SELECTED TEXT:

Source: thefastmode.com
If you spend time digging into the Machine Learning offerings from vendors today in the Telecom Service Assurance space, you will see that many of these vendors are positioning for significant replacement of the existing Service Assurance tools that require a completely new user front-end. While this might sound enticing, it does not focus on solving the underlying issue that Network Operation Centers face today. Instead it creates a waste of resources.
Alert fatigue is real
When Tier 1 Network Operating Center (“NOC”) and/or Command Center technicians are asked to identify the biggest issues they face, some people are surprised that features and capabilities are not at the top of their list. Instead, NOC technicians place most importance on the concept of alert fatigue. They feel there is too much signal being ingested and represented within fault management and ticket queues for them to have a clear view of what’s real and what’s not.
Alert fatigue occurs when an NOC technician is exposed to a high number of frequent events (alerts) and becomes desensitized to them over a period of time. The concept of alert fatigue is not new and not specific to Network Operation Centers. It is a physiological phenomenon that plagues operators across many industries, including Service Assurance. It has been the focus of multiple studies which found that an increase in alerting decreases the likelihood of a technician responding in an effective and/or timely manner. For example, a recent study by the ESRI Institute in Hospitals found that excess alerting caused patients and hospital staff to become afflicted with increased anxiety and alarm desensitization. Furthermore, this alert fatigue resulted in a reduced quality of patient care and missed critical events. In Service Assurance organizations, it has become a standard practice to increase alert thresholds or filter major or critical events in order to minimize alert fatigue.
Telecom Service Provider organizations are rightfully looking for ways to address alert fatigue by reducing events and focusing the agents on the root cause of the problem. Many organizations are implementing Artificial Intelligence Operations (“AIOps”) projects that take a “throw the baby out with the bathwater” approach to resolve the effects of alert fatigue. These projects focus on replacing much of the existing toolset and delivering a completely new user interface. However, doing so only increases the complexity, cost, and timing of deploying machine learning in Network Operations. Most legacy Service Assurance systems have evolved over many years, with significant effort already invested to ingest and format data, and then integrate the data with other systems. Similarly, the work queues have also evolved to incorporate a deep knowledge of the event handling process and/or incident management process which has been made even more complex with the numerous mergers and acquisitions that are commonplace in the Telecom industry. Replacing these functions only complicates the adoption of AIOps.
Context counts in reducing alert fatigue
The objective in implementing AIOps is to provide the machine learning context in the most consumable form that is also the least disruptive to the current operational processes. The best approach is to introduce a machine learning intelligence layer into the Service Assurance architecture and then integrate this layer into the existing toolset where it can ingest data and push the output of machine learning into the existing systems used by the agents. The underlying value and improvement in addressing alert fatigue will come from the innovation around the machine learning algorithms. Anything else is a distraction that only serves to delay the value of AIOps. This is not to say that processes will not change as a result of machine learning, but this approach allows them to change within the existing systems without having to replace them.

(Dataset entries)
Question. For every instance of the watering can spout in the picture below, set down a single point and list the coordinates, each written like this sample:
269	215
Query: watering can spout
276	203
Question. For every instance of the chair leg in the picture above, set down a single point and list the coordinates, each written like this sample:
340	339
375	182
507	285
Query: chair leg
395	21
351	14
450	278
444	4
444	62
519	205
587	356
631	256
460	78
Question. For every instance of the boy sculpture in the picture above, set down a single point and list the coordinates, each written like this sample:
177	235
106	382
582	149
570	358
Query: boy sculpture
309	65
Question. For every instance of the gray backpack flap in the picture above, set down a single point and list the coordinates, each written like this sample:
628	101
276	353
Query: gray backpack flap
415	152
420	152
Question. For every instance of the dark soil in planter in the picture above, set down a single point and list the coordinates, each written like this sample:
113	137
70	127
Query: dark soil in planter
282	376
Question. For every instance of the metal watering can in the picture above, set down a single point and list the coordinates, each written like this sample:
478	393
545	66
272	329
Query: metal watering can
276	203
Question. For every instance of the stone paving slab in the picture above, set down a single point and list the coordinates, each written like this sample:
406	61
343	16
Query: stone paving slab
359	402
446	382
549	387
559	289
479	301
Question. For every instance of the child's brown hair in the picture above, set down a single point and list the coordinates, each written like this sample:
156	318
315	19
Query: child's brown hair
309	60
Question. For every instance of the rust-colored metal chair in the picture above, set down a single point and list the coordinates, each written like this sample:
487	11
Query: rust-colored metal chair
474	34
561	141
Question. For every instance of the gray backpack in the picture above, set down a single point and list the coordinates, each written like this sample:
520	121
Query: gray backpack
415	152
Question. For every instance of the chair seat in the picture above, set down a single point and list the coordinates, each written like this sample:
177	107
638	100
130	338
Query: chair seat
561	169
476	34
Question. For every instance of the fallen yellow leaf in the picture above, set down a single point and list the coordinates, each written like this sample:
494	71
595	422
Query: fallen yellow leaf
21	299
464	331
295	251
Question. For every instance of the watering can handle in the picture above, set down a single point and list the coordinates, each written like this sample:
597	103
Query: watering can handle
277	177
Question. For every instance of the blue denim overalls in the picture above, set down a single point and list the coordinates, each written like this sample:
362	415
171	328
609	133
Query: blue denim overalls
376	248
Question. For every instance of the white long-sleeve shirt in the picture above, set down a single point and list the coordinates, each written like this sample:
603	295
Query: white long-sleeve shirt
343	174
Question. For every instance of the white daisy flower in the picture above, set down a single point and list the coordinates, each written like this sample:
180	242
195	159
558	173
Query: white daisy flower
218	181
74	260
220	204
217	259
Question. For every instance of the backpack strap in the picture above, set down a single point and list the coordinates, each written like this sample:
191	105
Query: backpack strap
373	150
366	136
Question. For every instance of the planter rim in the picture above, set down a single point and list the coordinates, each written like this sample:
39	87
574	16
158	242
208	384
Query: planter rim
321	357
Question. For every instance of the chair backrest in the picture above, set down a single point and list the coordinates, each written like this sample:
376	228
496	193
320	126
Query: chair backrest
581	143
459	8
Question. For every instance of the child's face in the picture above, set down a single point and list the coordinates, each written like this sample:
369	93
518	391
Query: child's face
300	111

WORK INSTRUCTIONS:
In the article on alert fatigue, what does the hospital study say excess alerting caused patients and hospital staff to experience?

ANSWER BELOW:
Increased anxiety and alarm desensitization.